**EXCERPTED RECORDS**
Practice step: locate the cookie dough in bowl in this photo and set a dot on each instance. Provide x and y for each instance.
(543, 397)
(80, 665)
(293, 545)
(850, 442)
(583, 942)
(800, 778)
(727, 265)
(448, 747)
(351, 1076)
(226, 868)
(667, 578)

**WHAT THIS TASK INVOLVES**
Type out the entries again, word for word.

**WRITTEN SOLUTION**
Practice step: locate the cookie dough in bowl in this photo and set a dot on each instance. Provide x and y for each instance.
(543, 397)
(80, 665)
(293, 545)
(850, 442)
(583, 942)
(800, 778)
(727, 265)
(448, 747)
(351, 1076)
(226, 868)
(667, 578)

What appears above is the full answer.